* [Stored records]
⁂
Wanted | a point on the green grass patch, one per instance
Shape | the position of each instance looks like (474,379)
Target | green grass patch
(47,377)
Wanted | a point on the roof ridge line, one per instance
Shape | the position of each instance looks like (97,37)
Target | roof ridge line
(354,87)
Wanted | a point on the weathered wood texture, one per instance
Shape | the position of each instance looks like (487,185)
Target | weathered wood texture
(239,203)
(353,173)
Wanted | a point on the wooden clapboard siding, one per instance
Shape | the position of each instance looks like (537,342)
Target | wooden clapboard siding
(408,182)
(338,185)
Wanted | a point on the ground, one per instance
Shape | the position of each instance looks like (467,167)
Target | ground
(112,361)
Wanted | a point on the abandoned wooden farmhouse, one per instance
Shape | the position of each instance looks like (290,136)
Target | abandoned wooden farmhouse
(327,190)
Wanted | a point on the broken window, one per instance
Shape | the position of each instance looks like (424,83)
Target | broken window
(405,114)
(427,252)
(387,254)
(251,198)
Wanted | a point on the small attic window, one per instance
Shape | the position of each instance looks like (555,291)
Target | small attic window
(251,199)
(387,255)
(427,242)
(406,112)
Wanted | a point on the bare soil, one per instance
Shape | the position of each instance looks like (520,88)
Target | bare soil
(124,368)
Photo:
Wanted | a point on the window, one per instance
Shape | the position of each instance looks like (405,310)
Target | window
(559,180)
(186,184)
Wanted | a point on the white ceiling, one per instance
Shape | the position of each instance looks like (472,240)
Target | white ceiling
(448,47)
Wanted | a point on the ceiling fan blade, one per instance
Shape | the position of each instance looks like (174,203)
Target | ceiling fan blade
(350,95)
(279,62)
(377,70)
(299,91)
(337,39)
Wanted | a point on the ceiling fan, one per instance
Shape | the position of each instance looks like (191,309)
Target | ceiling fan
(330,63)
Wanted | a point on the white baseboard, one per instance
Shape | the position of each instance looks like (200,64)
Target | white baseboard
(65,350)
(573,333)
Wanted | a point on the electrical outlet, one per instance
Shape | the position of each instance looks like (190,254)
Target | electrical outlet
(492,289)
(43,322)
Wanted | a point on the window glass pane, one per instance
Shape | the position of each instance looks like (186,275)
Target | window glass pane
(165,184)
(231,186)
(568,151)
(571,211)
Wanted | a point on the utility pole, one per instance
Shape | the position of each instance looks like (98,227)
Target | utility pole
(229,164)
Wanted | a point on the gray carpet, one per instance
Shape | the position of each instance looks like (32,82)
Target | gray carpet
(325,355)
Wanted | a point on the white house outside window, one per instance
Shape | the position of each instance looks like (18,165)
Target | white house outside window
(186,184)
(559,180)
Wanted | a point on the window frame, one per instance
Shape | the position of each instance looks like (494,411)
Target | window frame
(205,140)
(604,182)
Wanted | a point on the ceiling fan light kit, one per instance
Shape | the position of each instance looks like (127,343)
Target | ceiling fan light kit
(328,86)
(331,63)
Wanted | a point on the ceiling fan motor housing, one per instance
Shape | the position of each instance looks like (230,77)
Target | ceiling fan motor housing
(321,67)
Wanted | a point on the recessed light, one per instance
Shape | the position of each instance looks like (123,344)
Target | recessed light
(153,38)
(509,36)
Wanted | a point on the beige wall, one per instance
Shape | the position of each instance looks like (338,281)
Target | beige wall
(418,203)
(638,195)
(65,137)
⁂
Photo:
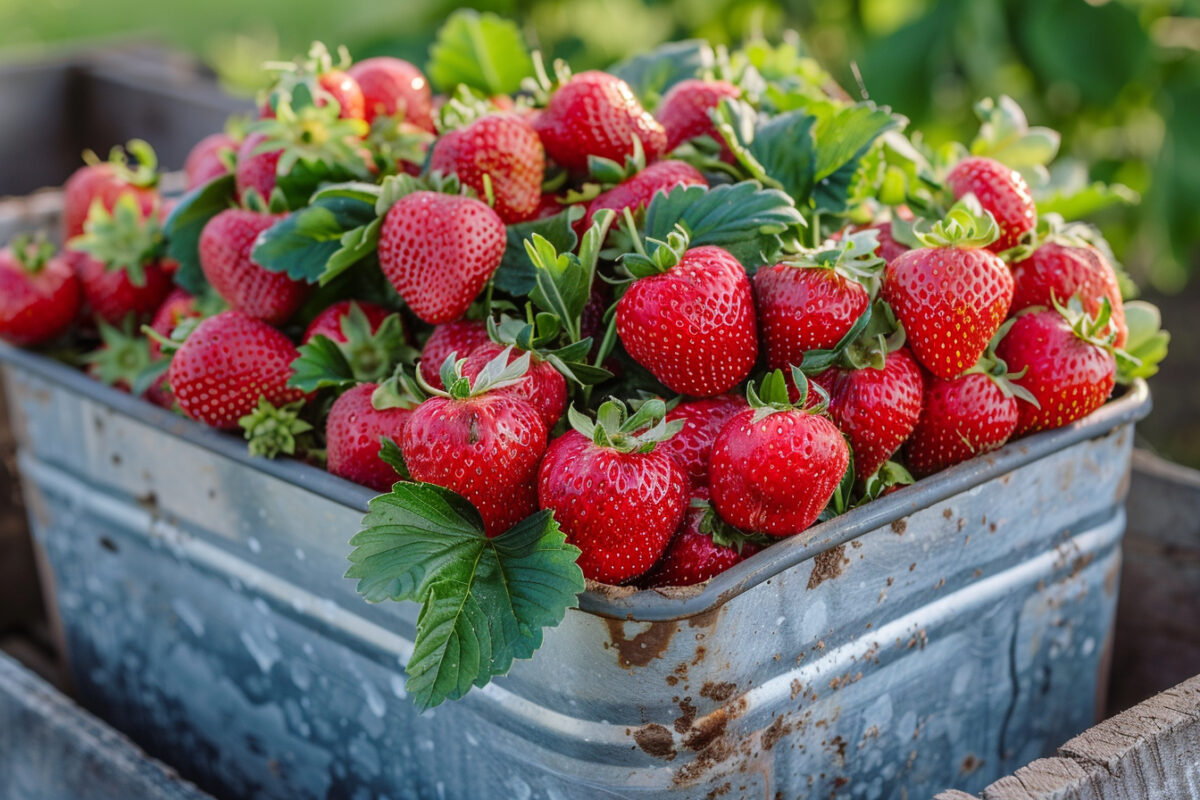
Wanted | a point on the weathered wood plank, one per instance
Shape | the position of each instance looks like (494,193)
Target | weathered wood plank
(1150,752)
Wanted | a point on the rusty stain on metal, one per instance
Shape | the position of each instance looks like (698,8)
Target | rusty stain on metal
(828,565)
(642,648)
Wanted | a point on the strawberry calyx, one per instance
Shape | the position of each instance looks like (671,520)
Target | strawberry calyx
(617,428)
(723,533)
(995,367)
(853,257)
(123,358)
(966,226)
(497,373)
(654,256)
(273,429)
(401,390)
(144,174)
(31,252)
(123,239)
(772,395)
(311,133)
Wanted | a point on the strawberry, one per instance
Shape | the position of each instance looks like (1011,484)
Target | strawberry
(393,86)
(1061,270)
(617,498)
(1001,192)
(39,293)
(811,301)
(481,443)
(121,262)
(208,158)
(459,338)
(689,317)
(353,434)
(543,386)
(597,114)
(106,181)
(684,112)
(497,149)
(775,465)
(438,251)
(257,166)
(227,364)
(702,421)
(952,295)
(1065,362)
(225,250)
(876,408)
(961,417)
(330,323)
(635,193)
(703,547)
⁂
Pick out every line above that contains the string "roof", and copy each one in full. Case counts.

* [Answer to this exercise]
Wanted | a point on the roof ridge line, one per instance
Target | roof ridge line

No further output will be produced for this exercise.